Data entries:
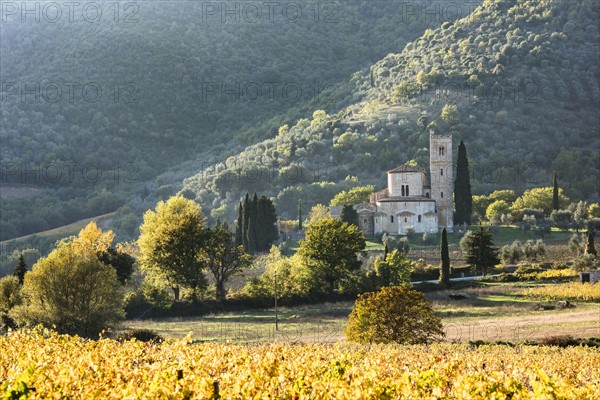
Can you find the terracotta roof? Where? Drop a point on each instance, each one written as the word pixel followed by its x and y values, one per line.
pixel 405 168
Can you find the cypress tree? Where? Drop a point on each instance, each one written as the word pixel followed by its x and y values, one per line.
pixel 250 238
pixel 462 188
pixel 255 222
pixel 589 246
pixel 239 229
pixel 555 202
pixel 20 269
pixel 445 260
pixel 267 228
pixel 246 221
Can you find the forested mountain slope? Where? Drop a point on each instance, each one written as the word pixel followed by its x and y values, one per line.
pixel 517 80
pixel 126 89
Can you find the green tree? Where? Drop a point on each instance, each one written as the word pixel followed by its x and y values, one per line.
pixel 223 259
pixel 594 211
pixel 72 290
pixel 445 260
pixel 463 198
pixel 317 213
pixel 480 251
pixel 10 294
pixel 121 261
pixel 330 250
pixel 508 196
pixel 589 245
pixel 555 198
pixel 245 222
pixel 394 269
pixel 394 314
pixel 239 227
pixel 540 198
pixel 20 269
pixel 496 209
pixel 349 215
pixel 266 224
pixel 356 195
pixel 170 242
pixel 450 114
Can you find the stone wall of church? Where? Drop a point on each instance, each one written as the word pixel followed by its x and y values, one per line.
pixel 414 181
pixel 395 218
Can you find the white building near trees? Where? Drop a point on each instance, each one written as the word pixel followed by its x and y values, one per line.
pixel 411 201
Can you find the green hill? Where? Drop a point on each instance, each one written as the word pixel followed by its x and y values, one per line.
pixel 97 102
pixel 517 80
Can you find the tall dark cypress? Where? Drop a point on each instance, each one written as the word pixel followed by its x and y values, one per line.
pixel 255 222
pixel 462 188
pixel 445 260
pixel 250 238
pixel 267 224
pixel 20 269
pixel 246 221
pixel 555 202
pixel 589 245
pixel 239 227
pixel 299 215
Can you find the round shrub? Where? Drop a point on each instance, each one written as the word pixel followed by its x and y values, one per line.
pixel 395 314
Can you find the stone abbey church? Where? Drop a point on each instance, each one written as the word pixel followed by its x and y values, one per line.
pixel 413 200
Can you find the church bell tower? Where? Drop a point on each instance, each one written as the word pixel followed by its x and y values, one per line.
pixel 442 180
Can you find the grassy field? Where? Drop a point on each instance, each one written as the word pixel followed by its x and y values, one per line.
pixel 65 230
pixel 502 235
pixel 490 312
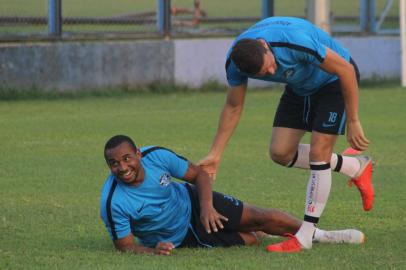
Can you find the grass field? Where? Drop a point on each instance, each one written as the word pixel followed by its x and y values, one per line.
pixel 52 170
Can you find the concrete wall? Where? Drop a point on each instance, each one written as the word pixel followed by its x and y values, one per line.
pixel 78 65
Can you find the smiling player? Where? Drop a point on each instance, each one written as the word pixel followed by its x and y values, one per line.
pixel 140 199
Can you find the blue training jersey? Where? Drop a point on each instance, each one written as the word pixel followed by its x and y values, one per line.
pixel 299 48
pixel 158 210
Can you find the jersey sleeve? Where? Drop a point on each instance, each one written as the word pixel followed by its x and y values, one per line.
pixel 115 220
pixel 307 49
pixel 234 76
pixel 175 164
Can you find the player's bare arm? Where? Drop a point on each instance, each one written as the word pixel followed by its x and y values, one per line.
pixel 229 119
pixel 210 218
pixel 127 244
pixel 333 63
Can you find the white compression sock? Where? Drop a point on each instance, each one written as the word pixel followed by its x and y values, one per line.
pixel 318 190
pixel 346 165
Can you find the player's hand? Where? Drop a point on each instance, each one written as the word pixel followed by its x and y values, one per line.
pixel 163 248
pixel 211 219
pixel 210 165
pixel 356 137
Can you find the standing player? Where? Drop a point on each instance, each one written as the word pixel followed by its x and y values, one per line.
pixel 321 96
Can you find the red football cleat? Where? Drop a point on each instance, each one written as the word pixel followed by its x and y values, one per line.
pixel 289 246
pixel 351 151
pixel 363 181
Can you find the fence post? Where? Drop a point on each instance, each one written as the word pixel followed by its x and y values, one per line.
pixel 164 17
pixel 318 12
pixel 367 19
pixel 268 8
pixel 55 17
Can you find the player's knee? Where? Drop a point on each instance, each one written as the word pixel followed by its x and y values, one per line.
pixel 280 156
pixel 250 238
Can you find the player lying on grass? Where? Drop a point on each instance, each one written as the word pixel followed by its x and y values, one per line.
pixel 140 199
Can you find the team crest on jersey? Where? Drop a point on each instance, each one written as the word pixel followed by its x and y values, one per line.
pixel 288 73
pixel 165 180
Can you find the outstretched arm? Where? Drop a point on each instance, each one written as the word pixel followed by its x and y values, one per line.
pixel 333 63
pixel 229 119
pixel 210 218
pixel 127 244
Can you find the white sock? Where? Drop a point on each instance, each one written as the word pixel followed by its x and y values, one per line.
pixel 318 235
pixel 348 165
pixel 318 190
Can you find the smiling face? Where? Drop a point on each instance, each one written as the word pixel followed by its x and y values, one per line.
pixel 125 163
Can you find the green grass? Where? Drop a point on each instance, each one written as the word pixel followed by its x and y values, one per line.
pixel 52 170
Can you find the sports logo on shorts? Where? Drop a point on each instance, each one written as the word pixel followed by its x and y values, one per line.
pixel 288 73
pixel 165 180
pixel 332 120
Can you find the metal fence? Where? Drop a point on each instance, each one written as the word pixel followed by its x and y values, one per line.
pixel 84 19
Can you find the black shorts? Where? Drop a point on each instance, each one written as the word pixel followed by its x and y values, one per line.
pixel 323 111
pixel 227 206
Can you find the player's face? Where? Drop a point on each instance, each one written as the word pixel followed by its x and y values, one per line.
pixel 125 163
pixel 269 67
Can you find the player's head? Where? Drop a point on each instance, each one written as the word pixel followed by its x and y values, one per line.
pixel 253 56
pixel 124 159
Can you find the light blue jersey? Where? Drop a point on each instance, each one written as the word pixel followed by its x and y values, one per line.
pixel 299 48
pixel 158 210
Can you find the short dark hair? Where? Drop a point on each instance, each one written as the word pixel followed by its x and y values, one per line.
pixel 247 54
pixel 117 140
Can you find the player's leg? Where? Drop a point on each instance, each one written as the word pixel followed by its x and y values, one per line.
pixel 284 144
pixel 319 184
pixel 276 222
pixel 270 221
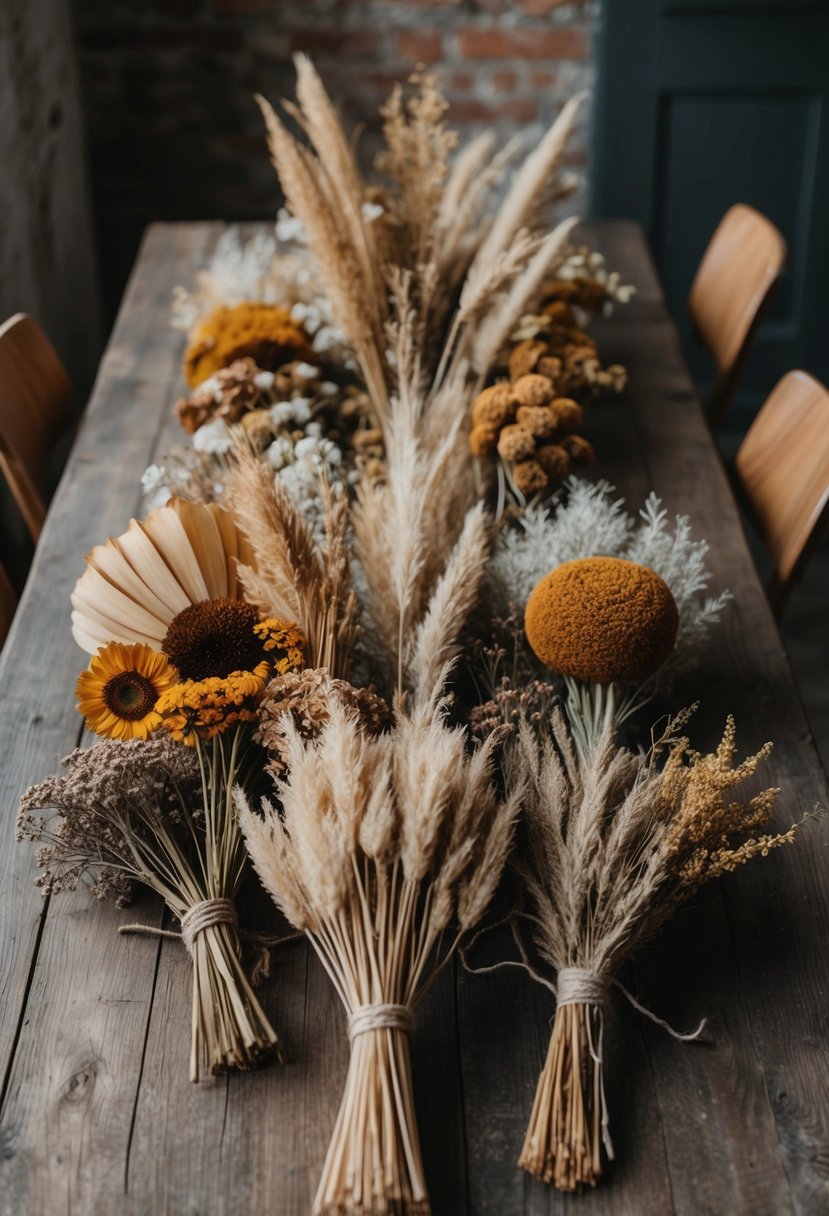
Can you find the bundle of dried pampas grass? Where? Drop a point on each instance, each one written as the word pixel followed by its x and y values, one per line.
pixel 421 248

→ Task directions
Write the records above out again word for word, skipping each picture.

→ Task result
Can you find the terracotta roof? Where? Drop a point on each instance, each one written as the word pixel followed by its x and y values, one per line.
pixel 405 168
Can you find the cypress tree? Where? Drop a point on each instance, each one written as the word pixel followed by its x and y values, one per line.
pixel 250 238
pixel 462 188
pixel 255 222
pixel 589 246
pixel 239 229
pixel 555 202
pixel 20 269
pixel 445 260
pixel 267 228
pixel 246 221
Can you find the forested mountain slope? Where? Drop a point on each instance, each one written as the word pixel followed by its x and y values, one per line.
pixel 517 80
pixel 126 89
Can you find the green tree? Where? Drop a point on each instance, each one written as the word pixel followed by its x and y values, one per line.
pixel 223 259
pixel 594 211
pixel 72 290
pixel 445 260
pixel 463 198
pixel 317 213
pixel 480 251
pixel 10 294
pixel 121 261
pixel 330 250
pixel 508 196
pixel 589 245
pixel 555 198
pixel 245 222
pixel 394 269
pixel 394 314
pixel 239 227
pixel 540 198
pixel 20 269
pixel 496 209
pixel 349 215
pixel 266 224
pixel 356 195
pixel 170 242
pixel 450 114
Can you find the stone wall of church? Where? Drop a point on each instance, each one written as the word pixel followed by its x and y values, one per line.
pixel 414 181
pixel 395 218
Can you find the white building near trees? Where? Drop a point on each instance, each one written as the word pixel followed by its x and y values, one per line.
pixel 411 201
Can you find the green hill? Where? Drop a point on each instance, each one written as the word pixel followed by its x and y values, one per line.
pixel 97 102
pixel 517 80
Can you find the tall dark cypress? Where? Drop a point on each instance, each one written as the word pixel followed by its x and y values, one per line.
pixel 255 222
pixel 462 188
pixel 445 260
pixel 250 238
pixel 267 224
pixel 20 269
pixel 246 221
pixel 555 202
pixel 589 245
pixel 239 227
pixel 299 215
Can you find the round shrub? Where? Drop a point on each instance, each one written as the word pixel followed by its x and y values, one per line.
pixel 395 314
Can you find the stone abbey church? Where? Drop a point on each instance, each one written as the word pixel followed by its x and y values, one per line.
pixel 413 200
Can you find the church bell tower? Where? Drop a point on each instance, each one written as the word pixel followed by its x and y values, one per line.
pixel 442 180
Can you find the grassy field? Where? Drop a point on each instance, each one written as the word pixel followed by its x and y values, one per line.
pixel 65 230
pixel 502 235
pixel 490 312
Can you find the grass field? Where? Drop a point on each instance, each one written as the word pixel followed by its x and y values, one per line.
pixel 52 170
Can you find the concrete wall? Where? Drop a point on each instance, each one written as the word pixel followed by its x and y values, one per line.
pixel 78 65
Can you find the smiling player? Where? Drop a point on each instance, each one written as the word pixel followed by its x and y values, one per line.
pixel 140 199
Can you find the blue training jersey? Where? Drop a point on each instance, each one written as the word pixel followed by its x and y values, one per line.
pixel 299 48
pixel 158 210
Can you find the jersey sleeve? Where? Drop a point on each instance, each one written as the word pixel followed by its x and y values, one per line.
pixel 115 220
pixel 307 49
pixel 234 76
pixel 175 164
Can you find the player's bare arm? Where? Drop a point on each instance, each one written as the word pixel followed by its x and y values, one per line.
pixel 229 119
pixel 210 218
pixel 127 244
pixel 333 63
Can you find the white compression sock? Where? Drop a point on each instance, each one written as the word pixel followed by its x and y values, one per line.
pixel 318 190
pixel 346 165
Can you find the player's hand? Where? Drop a point on each instance, each one written as the word pixel followed by its x and y values, one per line.
pixel 163 248
pixel 211 219
pixel 210 165
pixel 356 137
Can you find the standing player? Where? Drop a point on each instance, each one written as the word pixel followed by its x and y values, one per line.
pixel 321 96
Can you find the red football cleat? Where? Drop a point on each instance, each one written as the word pixel followed by its x and y values, one per line.
pixel 289 246
pixel 351 151
pixel 363 181
Can you find the fence post? Where? Drop a point on each instance, each one written as the word pixel followed by its x and y values, one per line.
pixel 164 17
pixel 318 12
pixel 367 19
pixel 268 8
pixel 55 17
Can you find the player's knee? Where? Drop a point on each instance, each one written as the word pixel followed by its x and y values, one per line.
pixel 280 156
pixel 250 238
Can you find the player lying on grass? Where? Drop a point on each instance, each one written as the word pixel followed by its x and y values, one per line.
pixel 140 199
Can you find the team crest on jersey? Where? Drop a point on each instance, each one written as the word pixel followed by its x and y values, one per line.
pixel 288 73
pixel 165 180
Can you find the outstretched arm? Where? Drop a point on each instance, each one written as the word pixel followed by its x and y values, one per line.
pixel 333 63
pixel 229 119
pixel 210 218
pixel 127 244
Can you find the white sock? Where? Drop a point on each instance, each one written as the word pixel followed by its x and y values, one per line.
pixel 318 235
pixel 348 165
pixel 318 190
Can you find the smiling face? Where? Drop a point on each instance, each one written as the word pixel followed by its x and y values, one per line.
pixel 125 163
Can you find the green grass? Where? Drop a point on each instance, each one written as the word pixel followed by its x and y values, one per line.
pixel 52 170
Can you find the sports logo on shorts? Where? Drop a point on each instance, each one written as the word pixel followed by its x and y values, one per line.
pixel 288 73
pixel 165 180
pixel 332 120
Can you find the metal fence? Where? Drop a point on each instance, each one written as the word pixel followed by its x and y values, one per line.
pixel 84 19
Can you find the black shorts? Where? Drop a point on each instance, each one written as the word pixel followed by its x and y values, one per line.
pixel 323 111
pixel 227 206
Can you find the player's face? Where? Drop a point on each instance, each one written as the word pixel followed by its x and y values, one per line.
pixel 125 163
pixel 269 67
Can you find the player's head? Where? Drop a point on each instance, each one written as the word pixel followed by its x and y values, one per line.
pixel 253 56
pixel 124 159
Can you find the light blue jersey? Where? Drop a point on each instance, each one written as the word pixel followed by its x and y values, one per line.
pixel 299 48
pixel 158 210
Can you find the short dark hair? Where? Drop a point on each instance, each one written as the word pixel followed by its x and y values, one per line.
pixel 247 54
pixel 117 140
Can you find the player's leg? Where? Drop a point on each instance, each one written as the word pixel followed by its x and y values, one per line.
pixel 284 144
pixel 319 184
pixel 276 222
pixel 270 221
Can you find the bundle of dried pampas grass? Where? Drop a point on each instance, each one written as the word pixel followed by its x and y values, one per line.
pixel 421 248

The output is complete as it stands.